DATA TO PROCESS start
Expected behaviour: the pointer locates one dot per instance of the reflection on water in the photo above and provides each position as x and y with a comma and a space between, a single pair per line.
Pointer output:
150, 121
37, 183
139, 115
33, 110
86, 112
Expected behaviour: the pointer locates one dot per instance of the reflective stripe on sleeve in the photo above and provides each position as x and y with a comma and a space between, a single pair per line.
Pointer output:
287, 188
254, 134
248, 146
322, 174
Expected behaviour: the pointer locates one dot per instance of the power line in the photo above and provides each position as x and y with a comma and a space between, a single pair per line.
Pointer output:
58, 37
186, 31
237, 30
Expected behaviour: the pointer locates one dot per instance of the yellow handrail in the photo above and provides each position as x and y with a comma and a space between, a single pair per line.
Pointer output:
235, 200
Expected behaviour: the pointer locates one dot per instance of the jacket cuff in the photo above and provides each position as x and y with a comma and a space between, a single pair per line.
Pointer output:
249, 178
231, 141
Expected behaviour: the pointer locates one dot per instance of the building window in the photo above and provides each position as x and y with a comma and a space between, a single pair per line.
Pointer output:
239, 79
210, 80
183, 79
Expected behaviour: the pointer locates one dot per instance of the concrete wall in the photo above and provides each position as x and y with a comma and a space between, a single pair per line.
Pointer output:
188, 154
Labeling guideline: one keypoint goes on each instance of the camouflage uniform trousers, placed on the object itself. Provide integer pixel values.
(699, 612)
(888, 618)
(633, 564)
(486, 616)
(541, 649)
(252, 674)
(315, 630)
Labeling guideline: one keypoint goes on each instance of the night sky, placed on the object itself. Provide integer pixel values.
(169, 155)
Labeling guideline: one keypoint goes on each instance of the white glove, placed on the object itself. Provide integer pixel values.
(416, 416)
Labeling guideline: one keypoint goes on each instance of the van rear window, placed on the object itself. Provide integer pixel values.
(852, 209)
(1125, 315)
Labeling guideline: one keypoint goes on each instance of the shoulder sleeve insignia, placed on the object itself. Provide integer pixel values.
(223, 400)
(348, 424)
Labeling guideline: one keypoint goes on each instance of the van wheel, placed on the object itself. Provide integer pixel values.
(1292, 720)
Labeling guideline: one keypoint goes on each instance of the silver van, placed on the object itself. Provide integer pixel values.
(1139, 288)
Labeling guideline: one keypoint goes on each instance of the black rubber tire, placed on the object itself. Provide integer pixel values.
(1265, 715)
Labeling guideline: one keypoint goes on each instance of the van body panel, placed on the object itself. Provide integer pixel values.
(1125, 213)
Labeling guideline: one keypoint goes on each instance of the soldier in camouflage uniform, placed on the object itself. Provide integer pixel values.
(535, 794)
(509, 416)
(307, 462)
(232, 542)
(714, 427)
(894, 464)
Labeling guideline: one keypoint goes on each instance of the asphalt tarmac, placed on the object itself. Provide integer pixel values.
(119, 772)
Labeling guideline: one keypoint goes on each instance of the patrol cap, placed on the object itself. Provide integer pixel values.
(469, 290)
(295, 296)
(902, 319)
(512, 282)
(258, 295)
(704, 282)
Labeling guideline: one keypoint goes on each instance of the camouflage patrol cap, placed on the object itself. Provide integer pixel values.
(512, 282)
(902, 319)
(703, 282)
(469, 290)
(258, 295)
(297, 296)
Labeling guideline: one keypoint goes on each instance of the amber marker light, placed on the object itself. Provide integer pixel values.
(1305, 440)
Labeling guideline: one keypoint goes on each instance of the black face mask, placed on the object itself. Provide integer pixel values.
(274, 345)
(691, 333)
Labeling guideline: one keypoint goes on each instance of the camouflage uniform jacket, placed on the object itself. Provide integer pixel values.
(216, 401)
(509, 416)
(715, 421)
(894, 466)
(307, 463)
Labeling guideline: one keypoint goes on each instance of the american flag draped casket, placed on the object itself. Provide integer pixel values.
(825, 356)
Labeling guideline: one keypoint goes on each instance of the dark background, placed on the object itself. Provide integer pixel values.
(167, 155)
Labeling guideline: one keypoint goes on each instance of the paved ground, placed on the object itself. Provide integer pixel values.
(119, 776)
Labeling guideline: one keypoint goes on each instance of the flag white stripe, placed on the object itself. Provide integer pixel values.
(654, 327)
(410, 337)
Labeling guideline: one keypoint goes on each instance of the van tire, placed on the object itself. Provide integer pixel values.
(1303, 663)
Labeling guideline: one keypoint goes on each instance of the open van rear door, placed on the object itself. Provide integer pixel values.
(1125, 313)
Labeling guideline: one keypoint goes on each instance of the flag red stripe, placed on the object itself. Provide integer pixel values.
DATA TO PROCESS end
Copy out every one of the lines above exactly, with nothing left out or changed.

Expected behaviour: the pointer locates one dot per instance of the reflection on water in the photo above and provides each position as x and y with a comma and a space between, a single pair per line.
Pointer output:
150, 121
37, 183
139, 115
33, 110
86, 112
Expected behaviour: the pointer locates one dot per instance of the reflective stripe on sleeve in the photo above and provides each position as x and y with a comma and a space between, a single pair per line.
Pointer output:
287, 188
254, 134
248, 146
322, 174
Expected behaviour: the pointer locates one dot per instance of the power line in the photo above and provides each position as x and y with a comma and a space between, a single pair per line.
Pointer output:
58, 37
186, 31
237, 30
Expected behaviour: the pointer locates one dot per instance of the yellow handrail in the photo above and provides each position as x and y with a comma and a space between, a single pair per line.
Pointer output:
235, 200
Expected behaviour: the pointer locates one dot per instance of the jacket cuff in the photo above and provides each position as x and y with a comma and a space between, a single pair per line.
Pointer output:
249, 178
231, 141
Expected behaviour: the pointer locates one dot per instance of the building window in the photo above and provides each position as x and y with a comma and a space between, a single pair per line.
Pointer output:
239, 79
210, 80
183, 79
Expected behaviour: the pointer locates one dot per instance of the concrete wall in the photo above and provides each position as x and y with a comma and a space between, a single pair per line.
Pointer output:
188, 154
Labeling guideline: one keypoint goes on each instance of the camouflage uniform trousers, placed on the object itself. Provide integer pixel values.
(699, 612)
(888, 618)
(633, 564)
(486, 616)
(541, 649)
(252, 674)
(315, 630)
Labeling guideline: one keypoint goes on each instance of the night sky, placed on the object itself. Provide integer pixel values.
(169, 155)
Labeling guideline: one keypoint goes on each instance of the white glove, placed on the object itself. Provide integer pixel values.
(416, 416)
Labeling guideline: one keypoint goes on each instance of the van rear window, placed on the object itself. Provide integer pixel values.
(852, 209)
(1125, 315)
Labeling guideline: one keypoint goes on each instance of the shoulder sleeve insignia, placed on the object itself. Provide integer pixel values.
(223, 400)
(348, 424)
Labeling guideline: one keypoint goes on each instance of the van wheel, placed on the object itself. Provide integer pixel values.
(1292, 720)
Labeling guideline: one keypoint goes on each instance of the silver van, placed on the object itself. Provide integer pixel values.
(1139, 288)
Labeling guideline: one keypoint goes on each instance of the black rubber tire, placed on the object itself. Provide integer pixel values.
(1265, 715)
Labeling guideline: one keypoint goes on each instance of the van body panel, placed on the object itself. Provide integer pixel values.
(1125, 213)
Labeling guideline: one keypoint goes on each instance of the soldier in camouflage uniform, placed on the object itself. Provide integer pixel values.
(535, 794)
(509, 416)
(307, 462)
(232, 542)
(714, 427)
(894, 464)
Labeling guideline: one keypoint goes on each instance of the asphalt tarmac, placed on the object itself. Provide integer pixel values.
(119, 772)
Labeling guideline: one keypoint goes on each instance of the patrol cap, placed on the object itself. Provide integer pixel values.
(469, 290)
(295, 296)
(902, 319)
(512, 282)
(258, 295)
(704, 282)
Labeling guideline: one keypoint goes on each instance of the camouflage patrol cap, placed on the object itself. Provide integer pixel values.
(512, 282)
(902, 319)
(703, 282)
(469, 290)
(258, 295)
(297, 296)
Labeling guideline: one keypoint goes on each instance of the amber marker light, placed on the object itself. Provide integer pixel values.
(1305, 440)
Labeling guideline: one keypoint goes on each instance of the black face mask, placed on the object itself. Provide integer pixel values.
(274, 345)
(691, 333)
Labeling guideline: one keypoint goes on each instance of the camouflage uniform jacket, placed on the object itself. Provide integer pixel values.
(216, 401)
(509, 416)
(715, 421)
(894, 466)
(307, 463)
Labeling guideline: one keypoint goes on each instance of the american flag draped casket, placed on the object itself. Provide integer pixel values.
(825, 356)
Labeling guideline: one keypoint goes on each instance of the dark background, placed on the object itself. Provide integer pixel values.
(167, 155)
Labeling guideline: one keypoint goes on each instance of the paved ground, placed on the object itself. Provide integer pixel values.
(119, 776)
Labeling guideline: one keypoint goes on each instance of the flag white stripe, placed on the object itself. Provide integer pixel values.
(654, 327)
(410, 337)
Labeling guideline: one keypoint goes on each instance of the van tire, placed on the object itself. Provide integer pixel values.
(1303, 663)
Labeling guideline: one keypoint goes on each instance of the open van rear door, placed on the object itself. Provide integer pixel values.
(1125, 313)
Labeling guideline: one keypoint goes on each instance of the flag red stripe, placed on the object itself. Provide integer pixel values.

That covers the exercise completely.